先日、Twitterでスープストック論争が巻き起こっているのをみて、ま〜た色んなところで女の敵は女論やフェミがなんだツイフェミがなんだ言い争ってるんだなぁと思っていたのですが、その中で出てきた「無産様」というワードが想定していた以上に心に刺さってしまって、ちょっとだけ泣いてしまったので、気持ちの整理をつけるために書いています。

誰に見られるものでもない前提ではあるものの、世に放つには随分と乱文になるかと思いますので、もしお読みの方いらっしゃったらご了承ください。

大前提として、スープストックが取り組む施策について、「子ども連れの肩身が狭い」と言われる昨今、すてきな取り組みだと思っています。

それに対して、本当にうれしい!という感想も、無料だと客層大丈夫?という感想が出ることも、いきにくくなるのだとしたら悲しい、という感想が出ることも、それぞれの方の反応なので、それぞれが思っていればよいことだと思います。

無産様がいわゆる「子持ち様」と揶揄されてきてしまった方々へのカウンターとして用いられているということも、この騒動において「お子様連れなんて!」とお怒りの方に対して向けられていることも、理解しているつもりです。

無産様という言葉が、私に向けられた言葉では無いことはわかった上で、それでも傷ついてしまったとき、感情の向け先がなくなってしまった。

まぁ自分で処理しろよ大人なんだから、ということに尽きてしまうのかもしれませんが。

「男性はxxxxxxだ!」という主語の大きい言葉が、よく話題に上がり男女の論争になることを見てきました。
━━━━━━━━━━━━━━━━━━━━━━━━━━━━━━
**指示文**
ページ本文の内容をもとに、次の問いに答えよ。
1. スープストック論争が巻き起こっていた場はどこか。
2. 筆者が想定以上に心に刺さったと述べている言葉は何か。
3. 筆者はスープストックが取り組む施策をどのように評価しているか。
━━━━━━━━━━━━━━━━━━━━━━━━━━━━━━
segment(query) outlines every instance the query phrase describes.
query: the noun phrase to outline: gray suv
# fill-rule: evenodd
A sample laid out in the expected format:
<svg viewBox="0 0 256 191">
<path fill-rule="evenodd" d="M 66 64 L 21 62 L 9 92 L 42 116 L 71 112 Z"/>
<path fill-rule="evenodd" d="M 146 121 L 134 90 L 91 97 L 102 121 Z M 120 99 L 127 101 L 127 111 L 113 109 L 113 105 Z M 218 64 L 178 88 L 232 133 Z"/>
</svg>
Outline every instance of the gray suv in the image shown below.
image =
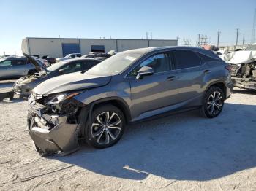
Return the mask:
<svg viewBox="0 0 256 191">
<path fill-rule="evenodd" d="M 125 126 L 166 112 L 200 109 L 217 117 L 233 88 L 230 67 L 211 51 L 165 47 L 119 52 L 86 72 L 50 79 L 29 98 L 36 149 L 67 155 L 83 139 L 116 144 Z"/>
<path fill-rule="evenodd" d="M 0 79 L 31 75 L 46 68 L 45 61 L 36 58 L 39 65 L 29 62 L 25 56 L 7 56 L 0 59 Z"/>
</svg>

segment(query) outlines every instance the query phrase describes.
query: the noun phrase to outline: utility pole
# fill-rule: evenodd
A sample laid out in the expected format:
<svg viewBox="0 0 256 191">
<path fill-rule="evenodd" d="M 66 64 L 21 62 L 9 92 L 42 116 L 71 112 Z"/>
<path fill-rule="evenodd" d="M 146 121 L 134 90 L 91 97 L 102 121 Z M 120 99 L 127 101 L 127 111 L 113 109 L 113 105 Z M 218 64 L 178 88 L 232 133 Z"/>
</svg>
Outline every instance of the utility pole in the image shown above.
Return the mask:
<svg viewBox="0 0 256 191">
<path fill-rule="evenodd" d="M 218 31 L 217 47 L 219 47 L 219 36 L 220 36 L 220 31 Z"/>
<path fill-rule="evenodd" d="M 239 31 L 239 28 L 236 28 L 236 45 L 238 45 L 238 31 Z"/>
<path fill-rule="evenodd" d="M 178 40 L 179 40 L 179 37 L 178 37 L 178 36 L 177 36 L 177 37 L 176 37 L 176 39 L 177 39 L 177 44 L 176 44 L 176 45 L 177 45 L 177 46 L 178 46 Z"/>
<path fill-rule="evenodd" d="M 200 34 L 198 34 L 198 47 L 201 45 L 200 42 Z"/>
<path fill-rule="evenodd" d="M 252 44 L 256 42 L 255 28 L 256 28 L 256 8 L 255 9 L 255 15 L 253 17 L 253 26 L 252 26 L 252 39 L 251 39 Z"/>
</svg>

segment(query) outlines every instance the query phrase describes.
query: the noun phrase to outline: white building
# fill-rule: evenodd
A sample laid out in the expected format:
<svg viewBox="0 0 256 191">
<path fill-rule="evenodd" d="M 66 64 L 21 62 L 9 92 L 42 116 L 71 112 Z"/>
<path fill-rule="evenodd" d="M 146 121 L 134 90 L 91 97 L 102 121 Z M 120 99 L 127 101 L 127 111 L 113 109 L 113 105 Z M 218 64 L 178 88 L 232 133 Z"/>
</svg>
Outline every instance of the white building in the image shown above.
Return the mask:
<svg viewBox="0 0 256 191">
<path fill-rule="evenodd" d="M 177 40 L 26 37 L 22 40 L 21 50 L 23 53 L 29 55 L 58 58 L 69 53 L 86 55 L 91 52 L 108 52 L 112 50 L 121 52 L 135 48 L 176 45 Z"/>
</svg>

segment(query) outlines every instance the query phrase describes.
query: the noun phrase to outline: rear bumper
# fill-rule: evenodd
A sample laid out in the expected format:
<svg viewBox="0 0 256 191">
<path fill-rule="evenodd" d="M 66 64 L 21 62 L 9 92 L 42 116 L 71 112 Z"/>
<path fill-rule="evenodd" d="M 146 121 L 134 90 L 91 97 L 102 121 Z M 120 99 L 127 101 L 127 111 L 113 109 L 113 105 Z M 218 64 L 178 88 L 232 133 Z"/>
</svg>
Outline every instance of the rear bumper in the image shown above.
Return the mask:
<svg viewBox="0 0 256 191">
<path fill-rule="evenodd" d="M 232 82 L 235 87 L 256 90 L 256 81 L 249 80 L 248 79 L 233 77 Z"/>
</svg>

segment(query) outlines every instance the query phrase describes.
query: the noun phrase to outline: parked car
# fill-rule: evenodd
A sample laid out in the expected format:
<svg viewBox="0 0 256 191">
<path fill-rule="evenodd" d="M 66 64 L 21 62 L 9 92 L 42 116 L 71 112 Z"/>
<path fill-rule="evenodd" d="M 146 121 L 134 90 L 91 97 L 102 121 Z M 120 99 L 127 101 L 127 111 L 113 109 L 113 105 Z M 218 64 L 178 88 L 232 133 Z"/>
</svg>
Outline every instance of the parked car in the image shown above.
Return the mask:
<svg viewBox="0 0 256 191">
<path fill-rule="evenodd" d="M 0 59 L 0 79 L 20 77 L 32 75 L 46 68 L 44 60 L 35 58 L 38 64 L 35 66 L 23 56 L 8 56 Z"/>
<path fill-rule="evenodd" d="M 67 59 L 80 58 L 81 55 L 82 55 L 80 53 L 68 54 L 64 58 L 56 58 L 56 62 L 57 63 L 57 62 L 67 60 Z"/>
<path fill-rule="evenodd" d="M 42 155 L 74 152 L 78 138 L 105 148 L 121 139 L 127 124 L 158 114 L 199 109 L 215 117 L 232 88 L 230 66 L 212 51 L 187 47 L 124 51 L 86 73 L 36 87 L 29 98 L 29 135 Z"/>
<path fill-rule="evenodd" d="M 219 57 L 230 64 L 235 87 L 256 90 L 256 43 Z"/>
<path fill-rule="evenodd" d="M 36 63 L 37 61 L 34 58 L 26 55 L 29 61 Z M 59 62 L 45 69 L 34 75 L 27 75 L 18 79 L 13 85 L 14 91 L 16 94 L 23 96 L 29 96 L 31 90 L 42 82 L 59 75 L 83 71 L 85 72 L 88 69 L 98 64 L 101 61 L 94 59 L 69 59 Z"/>
<path fill-rule="evenodd" d="M 46 60 L 50 64 L 56 63 L 56 62 L 55 58 L 49 57 L 48 55 L 43 55 L 41 58 Z"/>
</svg>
━━━━━━━━━━━━━━━━━━━━━━━━━━━━━━
**解答全文**
1. Twitter
2. 「無産様」
3. すてきな取り組みだと思っている。